## Work to be completed
Can you duplicate the material below word for word, from the line containing "Sample: x=527, y=99." down to the line containing "x=207, y=221", including both of those lines?

┌─ Provided records

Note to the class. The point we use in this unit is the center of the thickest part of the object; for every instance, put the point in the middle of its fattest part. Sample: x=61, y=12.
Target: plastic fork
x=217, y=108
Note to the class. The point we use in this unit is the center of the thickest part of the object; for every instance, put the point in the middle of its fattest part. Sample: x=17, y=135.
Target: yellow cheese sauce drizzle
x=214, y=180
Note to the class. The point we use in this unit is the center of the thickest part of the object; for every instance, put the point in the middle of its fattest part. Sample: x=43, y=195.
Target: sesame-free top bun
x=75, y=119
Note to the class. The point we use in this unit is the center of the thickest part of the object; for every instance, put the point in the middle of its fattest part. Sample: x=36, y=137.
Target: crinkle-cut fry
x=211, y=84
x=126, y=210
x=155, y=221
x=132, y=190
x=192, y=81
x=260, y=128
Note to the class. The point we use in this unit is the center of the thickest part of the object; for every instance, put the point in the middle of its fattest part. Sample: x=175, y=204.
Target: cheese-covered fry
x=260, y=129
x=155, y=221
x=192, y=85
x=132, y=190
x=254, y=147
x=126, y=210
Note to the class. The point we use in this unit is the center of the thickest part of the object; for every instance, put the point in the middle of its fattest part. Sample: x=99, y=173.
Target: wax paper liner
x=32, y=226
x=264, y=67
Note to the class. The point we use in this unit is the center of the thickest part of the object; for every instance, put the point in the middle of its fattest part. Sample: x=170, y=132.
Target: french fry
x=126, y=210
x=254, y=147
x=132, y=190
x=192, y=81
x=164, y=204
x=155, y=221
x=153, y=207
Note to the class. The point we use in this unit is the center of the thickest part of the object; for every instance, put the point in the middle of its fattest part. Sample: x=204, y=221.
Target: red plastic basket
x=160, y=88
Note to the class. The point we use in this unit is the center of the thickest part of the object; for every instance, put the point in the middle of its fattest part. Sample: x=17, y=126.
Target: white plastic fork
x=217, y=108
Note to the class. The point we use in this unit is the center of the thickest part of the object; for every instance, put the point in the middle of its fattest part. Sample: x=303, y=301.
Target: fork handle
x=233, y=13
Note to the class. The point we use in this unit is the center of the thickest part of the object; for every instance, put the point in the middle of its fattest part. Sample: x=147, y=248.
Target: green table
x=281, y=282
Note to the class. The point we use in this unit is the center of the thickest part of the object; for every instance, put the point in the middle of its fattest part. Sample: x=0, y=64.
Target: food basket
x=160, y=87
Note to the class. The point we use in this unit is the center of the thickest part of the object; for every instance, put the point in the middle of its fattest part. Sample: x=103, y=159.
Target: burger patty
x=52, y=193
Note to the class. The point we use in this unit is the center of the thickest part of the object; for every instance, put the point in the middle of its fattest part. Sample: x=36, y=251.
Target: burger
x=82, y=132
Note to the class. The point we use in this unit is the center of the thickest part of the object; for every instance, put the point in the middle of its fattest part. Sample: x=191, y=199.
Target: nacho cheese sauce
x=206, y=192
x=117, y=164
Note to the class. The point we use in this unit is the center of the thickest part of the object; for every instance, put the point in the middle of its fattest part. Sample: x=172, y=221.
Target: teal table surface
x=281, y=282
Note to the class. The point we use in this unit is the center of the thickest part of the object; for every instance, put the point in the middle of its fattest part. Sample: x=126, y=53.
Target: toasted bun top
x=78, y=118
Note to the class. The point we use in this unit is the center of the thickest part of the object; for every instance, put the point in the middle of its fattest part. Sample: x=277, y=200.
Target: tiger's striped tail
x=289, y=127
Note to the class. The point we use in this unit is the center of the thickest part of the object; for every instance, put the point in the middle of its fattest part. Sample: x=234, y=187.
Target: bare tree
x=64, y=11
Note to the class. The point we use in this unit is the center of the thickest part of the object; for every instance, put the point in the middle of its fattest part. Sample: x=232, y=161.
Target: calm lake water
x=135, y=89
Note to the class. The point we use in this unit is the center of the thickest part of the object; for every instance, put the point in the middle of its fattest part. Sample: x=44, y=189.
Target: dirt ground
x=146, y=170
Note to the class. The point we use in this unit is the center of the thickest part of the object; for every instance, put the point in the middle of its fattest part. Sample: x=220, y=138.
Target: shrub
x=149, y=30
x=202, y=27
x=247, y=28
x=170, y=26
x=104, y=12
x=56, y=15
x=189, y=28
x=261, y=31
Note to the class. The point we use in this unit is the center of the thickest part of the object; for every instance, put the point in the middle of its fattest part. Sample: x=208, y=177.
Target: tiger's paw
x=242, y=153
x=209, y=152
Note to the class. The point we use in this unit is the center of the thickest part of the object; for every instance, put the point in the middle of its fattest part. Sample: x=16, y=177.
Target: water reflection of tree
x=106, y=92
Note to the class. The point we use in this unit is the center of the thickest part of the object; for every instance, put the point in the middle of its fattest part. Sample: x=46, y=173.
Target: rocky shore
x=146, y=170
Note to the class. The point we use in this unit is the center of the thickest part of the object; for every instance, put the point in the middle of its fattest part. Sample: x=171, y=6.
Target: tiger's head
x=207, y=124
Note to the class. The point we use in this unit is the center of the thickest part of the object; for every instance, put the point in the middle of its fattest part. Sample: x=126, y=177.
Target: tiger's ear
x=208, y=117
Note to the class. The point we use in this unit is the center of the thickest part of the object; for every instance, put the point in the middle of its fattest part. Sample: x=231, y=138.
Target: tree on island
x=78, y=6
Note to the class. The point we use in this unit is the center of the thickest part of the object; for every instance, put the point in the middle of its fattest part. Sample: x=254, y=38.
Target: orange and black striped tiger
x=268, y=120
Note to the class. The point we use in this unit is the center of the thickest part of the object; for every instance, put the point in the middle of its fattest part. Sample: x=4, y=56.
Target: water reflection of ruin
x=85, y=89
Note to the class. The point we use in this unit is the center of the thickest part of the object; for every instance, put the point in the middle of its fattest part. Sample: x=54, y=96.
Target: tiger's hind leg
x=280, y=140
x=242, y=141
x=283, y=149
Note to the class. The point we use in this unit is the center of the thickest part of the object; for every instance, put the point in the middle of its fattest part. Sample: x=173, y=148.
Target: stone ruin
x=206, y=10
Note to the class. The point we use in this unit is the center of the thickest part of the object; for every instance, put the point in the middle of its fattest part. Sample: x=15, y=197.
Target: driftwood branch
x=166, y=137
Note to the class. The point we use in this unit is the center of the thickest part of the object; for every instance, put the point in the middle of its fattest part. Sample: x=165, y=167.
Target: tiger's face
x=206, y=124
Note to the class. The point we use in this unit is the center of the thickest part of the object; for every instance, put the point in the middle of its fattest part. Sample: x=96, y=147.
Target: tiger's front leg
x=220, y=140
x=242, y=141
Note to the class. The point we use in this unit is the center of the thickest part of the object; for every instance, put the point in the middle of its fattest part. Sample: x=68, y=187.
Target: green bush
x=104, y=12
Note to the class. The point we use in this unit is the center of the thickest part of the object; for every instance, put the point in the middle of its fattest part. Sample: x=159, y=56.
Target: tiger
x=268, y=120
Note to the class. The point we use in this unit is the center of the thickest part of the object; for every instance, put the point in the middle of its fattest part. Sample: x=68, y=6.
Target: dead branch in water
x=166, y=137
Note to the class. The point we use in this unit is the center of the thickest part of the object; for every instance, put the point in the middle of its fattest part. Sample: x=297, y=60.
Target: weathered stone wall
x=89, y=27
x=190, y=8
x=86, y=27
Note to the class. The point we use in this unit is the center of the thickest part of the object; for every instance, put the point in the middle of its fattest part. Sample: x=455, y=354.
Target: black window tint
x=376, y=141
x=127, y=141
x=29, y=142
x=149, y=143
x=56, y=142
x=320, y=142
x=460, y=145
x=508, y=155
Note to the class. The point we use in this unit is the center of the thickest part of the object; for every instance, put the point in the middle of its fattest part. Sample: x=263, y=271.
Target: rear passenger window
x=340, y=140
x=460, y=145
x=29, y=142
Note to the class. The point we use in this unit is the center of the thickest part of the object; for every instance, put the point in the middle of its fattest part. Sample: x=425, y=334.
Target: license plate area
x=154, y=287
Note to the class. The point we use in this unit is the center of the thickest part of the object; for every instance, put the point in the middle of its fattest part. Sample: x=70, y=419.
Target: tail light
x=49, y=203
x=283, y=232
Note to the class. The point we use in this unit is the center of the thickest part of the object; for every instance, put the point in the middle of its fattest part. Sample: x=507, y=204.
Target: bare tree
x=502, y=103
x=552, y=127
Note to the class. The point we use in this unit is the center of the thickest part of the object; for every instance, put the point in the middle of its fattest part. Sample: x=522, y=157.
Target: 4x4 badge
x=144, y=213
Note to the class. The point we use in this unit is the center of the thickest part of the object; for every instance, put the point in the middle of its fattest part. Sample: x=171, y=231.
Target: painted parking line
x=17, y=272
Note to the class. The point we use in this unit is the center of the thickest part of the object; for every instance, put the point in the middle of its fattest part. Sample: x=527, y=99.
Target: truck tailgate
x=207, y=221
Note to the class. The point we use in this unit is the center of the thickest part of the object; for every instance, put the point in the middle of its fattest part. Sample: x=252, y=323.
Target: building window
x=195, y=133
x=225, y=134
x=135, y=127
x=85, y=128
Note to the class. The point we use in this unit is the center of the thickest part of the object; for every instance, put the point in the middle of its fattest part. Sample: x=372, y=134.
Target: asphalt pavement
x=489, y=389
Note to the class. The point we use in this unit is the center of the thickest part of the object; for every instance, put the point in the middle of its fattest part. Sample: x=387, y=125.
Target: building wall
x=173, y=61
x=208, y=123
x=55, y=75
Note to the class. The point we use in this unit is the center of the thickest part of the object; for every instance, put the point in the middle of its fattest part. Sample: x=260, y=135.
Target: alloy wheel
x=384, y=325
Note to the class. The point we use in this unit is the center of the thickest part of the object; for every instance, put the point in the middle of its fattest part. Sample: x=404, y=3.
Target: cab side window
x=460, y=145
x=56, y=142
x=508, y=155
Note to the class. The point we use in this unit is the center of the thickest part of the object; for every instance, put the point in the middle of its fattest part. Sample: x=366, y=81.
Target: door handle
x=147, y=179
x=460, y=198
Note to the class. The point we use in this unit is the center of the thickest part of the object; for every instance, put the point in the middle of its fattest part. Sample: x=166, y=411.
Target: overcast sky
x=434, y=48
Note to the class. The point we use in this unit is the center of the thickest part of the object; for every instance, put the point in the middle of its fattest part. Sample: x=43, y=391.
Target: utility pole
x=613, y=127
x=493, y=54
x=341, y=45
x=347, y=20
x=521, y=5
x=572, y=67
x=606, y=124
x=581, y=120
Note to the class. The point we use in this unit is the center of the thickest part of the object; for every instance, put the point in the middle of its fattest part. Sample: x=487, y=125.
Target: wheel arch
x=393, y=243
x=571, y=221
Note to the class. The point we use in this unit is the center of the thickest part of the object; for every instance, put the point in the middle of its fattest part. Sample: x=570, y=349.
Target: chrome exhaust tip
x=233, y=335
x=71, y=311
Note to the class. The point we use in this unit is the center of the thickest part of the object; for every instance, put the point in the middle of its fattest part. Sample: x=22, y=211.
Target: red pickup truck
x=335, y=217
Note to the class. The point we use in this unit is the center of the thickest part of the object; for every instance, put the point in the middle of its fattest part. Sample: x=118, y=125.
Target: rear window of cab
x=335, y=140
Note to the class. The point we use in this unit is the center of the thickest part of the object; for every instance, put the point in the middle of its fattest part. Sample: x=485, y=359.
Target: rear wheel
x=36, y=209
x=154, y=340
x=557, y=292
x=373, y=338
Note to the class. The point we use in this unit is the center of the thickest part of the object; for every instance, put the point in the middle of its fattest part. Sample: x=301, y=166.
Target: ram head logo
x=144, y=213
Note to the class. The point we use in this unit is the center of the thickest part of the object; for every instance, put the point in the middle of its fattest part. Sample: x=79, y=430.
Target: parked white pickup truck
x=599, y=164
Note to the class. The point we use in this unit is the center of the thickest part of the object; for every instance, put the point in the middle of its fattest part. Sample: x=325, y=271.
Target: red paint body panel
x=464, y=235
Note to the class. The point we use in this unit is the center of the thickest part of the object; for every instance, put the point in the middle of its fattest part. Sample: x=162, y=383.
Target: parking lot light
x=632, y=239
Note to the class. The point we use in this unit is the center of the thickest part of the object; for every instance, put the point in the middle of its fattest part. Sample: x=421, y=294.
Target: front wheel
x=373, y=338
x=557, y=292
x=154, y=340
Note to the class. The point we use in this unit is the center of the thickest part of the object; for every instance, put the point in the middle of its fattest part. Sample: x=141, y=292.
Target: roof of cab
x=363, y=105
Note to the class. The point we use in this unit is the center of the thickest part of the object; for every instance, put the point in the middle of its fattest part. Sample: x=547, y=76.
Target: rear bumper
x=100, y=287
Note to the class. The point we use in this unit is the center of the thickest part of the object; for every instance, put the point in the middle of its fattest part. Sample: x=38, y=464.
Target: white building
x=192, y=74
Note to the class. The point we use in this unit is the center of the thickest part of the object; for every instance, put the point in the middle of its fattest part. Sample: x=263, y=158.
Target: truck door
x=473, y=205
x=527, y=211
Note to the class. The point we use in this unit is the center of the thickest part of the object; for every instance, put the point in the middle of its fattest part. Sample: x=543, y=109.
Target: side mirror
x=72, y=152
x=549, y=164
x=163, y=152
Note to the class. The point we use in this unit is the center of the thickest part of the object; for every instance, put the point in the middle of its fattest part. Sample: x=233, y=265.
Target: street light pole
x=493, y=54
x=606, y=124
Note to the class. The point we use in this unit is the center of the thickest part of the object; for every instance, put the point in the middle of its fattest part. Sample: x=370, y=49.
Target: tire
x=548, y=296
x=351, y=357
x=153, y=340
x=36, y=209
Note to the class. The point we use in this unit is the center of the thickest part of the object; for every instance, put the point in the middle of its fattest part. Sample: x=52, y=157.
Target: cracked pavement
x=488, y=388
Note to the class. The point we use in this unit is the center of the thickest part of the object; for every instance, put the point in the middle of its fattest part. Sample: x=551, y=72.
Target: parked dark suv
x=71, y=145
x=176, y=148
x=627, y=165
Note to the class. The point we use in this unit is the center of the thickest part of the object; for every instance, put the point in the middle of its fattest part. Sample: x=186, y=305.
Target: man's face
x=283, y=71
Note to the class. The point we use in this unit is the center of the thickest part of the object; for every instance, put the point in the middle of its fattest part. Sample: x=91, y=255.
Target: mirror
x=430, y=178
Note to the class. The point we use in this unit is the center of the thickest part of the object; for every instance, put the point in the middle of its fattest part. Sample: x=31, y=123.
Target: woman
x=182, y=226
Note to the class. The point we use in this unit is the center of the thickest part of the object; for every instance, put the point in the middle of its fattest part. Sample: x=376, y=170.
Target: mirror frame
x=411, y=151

└─

## Exercise response
Note to the class. The point we use in this unit is the center of the thickest part of the object; for every instance, put the point in the middle of its fattest part. Sample: x=527, y=99.
Target: truck tailgate
x=207, y=221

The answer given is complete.